Recast the stretch from the row containing "Practice step: find the silver" through the end of the rows as a two-column CSV with the headers instruction and coordinates. Give one CSV line per row, putting its text and its answer each in a single quoted field, with any line breaks replaced by spaces.

**** RECORDED DATA ****

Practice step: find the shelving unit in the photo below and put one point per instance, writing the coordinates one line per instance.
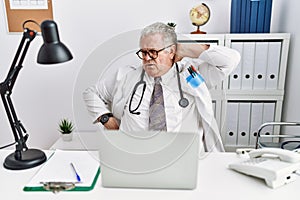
(254, 92)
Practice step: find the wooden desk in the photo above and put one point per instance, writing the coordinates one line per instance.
(215, 181)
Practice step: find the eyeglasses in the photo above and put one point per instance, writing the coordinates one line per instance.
(152, 53)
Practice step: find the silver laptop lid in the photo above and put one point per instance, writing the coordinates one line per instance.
(149, 159)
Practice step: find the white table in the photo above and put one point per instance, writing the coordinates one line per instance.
(215, 181)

****

**WRITTEN ANSWER**:
instruction,coordinates
"Practice step: find the silver laptop lid in the photo above and put one point per instance, writing the coordinates one line per instance.","(149, 159)"
"Practice step: find the white table in the photo above and put one point per instance, writing the coordinates one line per instance.","(215, 181)"